#### TEXTO PROPORCIONADO:
Estas conmemoraciones, que recordaban los dos momentos
culminantes de la vida de Cristo, fueron completadas con las que
rememoraban a la Madre del Salvador como Virgen inmaculada,
proclamada Madre de Dios (Theotokos), y en su honor se
festejó el día en que Jesús fue presentado
en el templo, el 2 de febrero, día de la
Candelaria.

El culto popular de los mártires se
propagó también en el siglo IV, cuando el papa san
Dámaso hizo restaurar las catacumbas de Roma. Entonces la
adoración se extendió a las reliquias de los
mártires, tomadas de sus tumbas. La veneración de
mártires y santos, en la irrupción de paganismo que
padeció la Iglesia, recuerda la de los héroes
antiguos,61 contribuyendo a extinguir los restos del antiguo
politeísmo, que parece satisfacer un anhelo popular
humano.62

Las hagiografías, influidas en su
construcción literaria por las Vidas de los
filósofos, fueron numerosas y muy leídas,
especialmente la Vida de San Antonio de Atanasio y la Vida de San
Martín de Sulpicio Severo.

Las peregrinaciones a los Santos Lugares de
Jerusalén, iniciadas por la madre de Constantino, la
emperatriz Elena, fueron frecuentes en la época
constantiniana.

#### MATERIAL DEL EJERCICIO:
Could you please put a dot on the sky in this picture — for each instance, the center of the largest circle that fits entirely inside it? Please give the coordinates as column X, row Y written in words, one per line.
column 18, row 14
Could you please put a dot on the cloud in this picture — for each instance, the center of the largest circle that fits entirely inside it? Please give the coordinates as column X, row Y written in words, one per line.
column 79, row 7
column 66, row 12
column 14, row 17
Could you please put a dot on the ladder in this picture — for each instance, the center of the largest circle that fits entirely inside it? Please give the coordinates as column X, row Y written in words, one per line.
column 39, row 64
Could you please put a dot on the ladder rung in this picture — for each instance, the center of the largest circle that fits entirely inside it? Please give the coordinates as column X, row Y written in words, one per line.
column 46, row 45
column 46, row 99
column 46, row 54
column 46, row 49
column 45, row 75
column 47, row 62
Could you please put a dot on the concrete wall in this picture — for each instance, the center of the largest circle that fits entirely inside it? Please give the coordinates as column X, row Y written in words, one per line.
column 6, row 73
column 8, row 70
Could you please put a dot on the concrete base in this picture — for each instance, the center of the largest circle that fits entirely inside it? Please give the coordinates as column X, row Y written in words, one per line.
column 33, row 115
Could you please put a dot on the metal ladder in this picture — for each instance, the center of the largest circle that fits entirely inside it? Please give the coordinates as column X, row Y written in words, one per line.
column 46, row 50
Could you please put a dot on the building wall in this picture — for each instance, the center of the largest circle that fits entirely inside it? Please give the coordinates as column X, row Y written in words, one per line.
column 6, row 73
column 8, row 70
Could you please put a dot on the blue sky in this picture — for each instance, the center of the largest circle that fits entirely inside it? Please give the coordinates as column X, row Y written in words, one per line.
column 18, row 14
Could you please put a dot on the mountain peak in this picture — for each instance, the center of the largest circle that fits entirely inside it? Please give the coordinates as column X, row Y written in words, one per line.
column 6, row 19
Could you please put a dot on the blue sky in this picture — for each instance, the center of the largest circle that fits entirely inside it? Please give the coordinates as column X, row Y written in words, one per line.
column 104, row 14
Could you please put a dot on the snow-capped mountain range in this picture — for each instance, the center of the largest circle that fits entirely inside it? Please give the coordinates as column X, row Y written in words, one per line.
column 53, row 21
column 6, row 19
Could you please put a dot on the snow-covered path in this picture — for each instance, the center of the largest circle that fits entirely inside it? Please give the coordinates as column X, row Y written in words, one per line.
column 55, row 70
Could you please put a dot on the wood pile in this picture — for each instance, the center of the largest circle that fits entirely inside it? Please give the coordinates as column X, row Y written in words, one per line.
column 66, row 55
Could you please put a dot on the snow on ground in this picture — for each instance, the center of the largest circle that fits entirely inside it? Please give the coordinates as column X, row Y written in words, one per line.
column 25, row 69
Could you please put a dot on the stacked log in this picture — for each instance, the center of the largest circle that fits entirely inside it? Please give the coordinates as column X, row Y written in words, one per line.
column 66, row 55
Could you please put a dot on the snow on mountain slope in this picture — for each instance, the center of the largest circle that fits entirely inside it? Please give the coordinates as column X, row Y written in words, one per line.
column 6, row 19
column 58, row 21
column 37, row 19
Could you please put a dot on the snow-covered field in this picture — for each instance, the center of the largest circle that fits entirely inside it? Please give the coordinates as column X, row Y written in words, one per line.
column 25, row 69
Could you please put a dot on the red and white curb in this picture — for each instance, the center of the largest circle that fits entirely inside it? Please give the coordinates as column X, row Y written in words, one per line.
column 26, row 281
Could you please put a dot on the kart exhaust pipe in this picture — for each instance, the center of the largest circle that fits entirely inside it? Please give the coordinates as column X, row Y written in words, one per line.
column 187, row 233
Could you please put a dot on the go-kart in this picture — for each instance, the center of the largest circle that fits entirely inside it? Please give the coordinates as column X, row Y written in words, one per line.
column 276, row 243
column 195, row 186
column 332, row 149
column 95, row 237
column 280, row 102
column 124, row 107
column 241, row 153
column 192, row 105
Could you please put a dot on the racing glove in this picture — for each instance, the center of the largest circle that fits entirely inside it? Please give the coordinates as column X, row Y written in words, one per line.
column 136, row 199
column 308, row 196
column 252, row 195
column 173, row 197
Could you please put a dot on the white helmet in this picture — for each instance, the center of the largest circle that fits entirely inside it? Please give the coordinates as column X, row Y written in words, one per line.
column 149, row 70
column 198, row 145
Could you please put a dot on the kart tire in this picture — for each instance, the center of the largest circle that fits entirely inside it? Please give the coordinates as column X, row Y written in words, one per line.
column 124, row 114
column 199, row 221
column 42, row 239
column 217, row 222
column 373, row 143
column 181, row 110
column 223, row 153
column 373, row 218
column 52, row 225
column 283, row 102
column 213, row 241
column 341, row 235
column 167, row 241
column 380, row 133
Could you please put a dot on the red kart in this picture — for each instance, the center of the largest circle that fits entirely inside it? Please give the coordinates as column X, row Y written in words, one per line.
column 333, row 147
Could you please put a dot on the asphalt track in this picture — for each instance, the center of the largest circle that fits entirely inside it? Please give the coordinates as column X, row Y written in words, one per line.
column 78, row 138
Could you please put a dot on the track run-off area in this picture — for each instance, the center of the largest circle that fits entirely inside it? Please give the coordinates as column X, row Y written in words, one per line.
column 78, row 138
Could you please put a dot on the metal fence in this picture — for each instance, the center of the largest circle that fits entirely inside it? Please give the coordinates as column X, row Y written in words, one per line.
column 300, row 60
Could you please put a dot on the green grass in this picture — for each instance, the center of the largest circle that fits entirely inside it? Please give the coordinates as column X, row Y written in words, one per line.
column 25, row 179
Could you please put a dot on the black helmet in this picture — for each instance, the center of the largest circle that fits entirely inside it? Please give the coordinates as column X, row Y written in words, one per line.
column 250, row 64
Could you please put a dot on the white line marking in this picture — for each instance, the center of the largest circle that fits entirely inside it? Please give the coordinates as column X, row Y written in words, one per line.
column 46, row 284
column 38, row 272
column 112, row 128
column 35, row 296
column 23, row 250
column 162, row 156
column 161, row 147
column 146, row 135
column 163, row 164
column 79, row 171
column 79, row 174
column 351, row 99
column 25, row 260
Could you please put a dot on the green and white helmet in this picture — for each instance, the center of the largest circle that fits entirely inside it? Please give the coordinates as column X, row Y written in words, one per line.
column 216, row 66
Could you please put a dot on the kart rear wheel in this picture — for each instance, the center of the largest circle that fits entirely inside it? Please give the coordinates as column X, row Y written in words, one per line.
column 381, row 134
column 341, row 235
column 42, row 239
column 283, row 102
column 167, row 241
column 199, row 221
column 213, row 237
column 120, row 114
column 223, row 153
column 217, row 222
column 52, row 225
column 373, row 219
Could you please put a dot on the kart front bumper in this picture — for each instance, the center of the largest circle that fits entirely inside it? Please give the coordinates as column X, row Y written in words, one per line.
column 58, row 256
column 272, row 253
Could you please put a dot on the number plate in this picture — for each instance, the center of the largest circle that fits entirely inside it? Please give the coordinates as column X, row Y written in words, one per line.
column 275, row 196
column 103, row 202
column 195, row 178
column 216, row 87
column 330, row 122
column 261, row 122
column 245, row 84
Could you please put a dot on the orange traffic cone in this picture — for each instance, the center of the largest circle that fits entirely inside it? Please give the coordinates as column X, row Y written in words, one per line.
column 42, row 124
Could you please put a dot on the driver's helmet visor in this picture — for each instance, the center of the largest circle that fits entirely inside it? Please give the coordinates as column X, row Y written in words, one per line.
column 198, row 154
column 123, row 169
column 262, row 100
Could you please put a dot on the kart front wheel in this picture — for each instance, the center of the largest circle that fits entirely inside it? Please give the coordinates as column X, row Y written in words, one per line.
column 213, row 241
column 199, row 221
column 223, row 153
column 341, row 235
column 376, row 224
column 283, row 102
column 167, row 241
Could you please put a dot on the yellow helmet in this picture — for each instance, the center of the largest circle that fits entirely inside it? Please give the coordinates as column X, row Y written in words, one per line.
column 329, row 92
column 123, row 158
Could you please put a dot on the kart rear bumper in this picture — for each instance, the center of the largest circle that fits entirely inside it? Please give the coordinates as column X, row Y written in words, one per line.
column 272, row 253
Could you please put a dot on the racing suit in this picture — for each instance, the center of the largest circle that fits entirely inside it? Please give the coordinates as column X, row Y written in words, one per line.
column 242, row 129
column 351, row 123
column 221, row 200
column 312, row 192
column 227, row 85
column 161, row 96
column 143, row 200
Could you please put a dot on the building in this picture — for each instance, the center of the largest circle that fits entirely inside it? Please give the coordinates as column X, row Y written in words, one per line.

#### TAREA ESCRITA 1:
Reescribe el texto proporcionado desde "Las hagiografías, influidas" hasta "de Sulpicio Severo.", reemplazando "numerosas" por "abundantes".
#### TAREA ESCRITA 2:
Presenta como tabla Markdown las líneas de los registros desde la línea con "Could you please put a dot on the kart exhaust" hasta la línea con "column 187, row 233", ambas incluidas. Usa las columnas "Número" y "Línea", y omite las líneas en blanco.

#### RESPUESTA DEL EJERCICIO 1:
Las hagiografías, influidas en su
construcción literaria por las Vidas de los
filósofos, fueron abundantes y muy leídas,
especialmente la Vida de San Antonio de Atanasio y la Vida de San
Martín de Sulpicio Severo.

#### RESPUESTA DEL EJERCICIO 2:
| Número | Línea |
|---|---|
| 1 | Could you please put a dot on the kart exhaust pipe in this picture — for each instance, the center of the largest circle that fits entirely inside it? Please give the coordinates as column X, row Y written in words, one per line. |
| 2 | column 187, row 233 |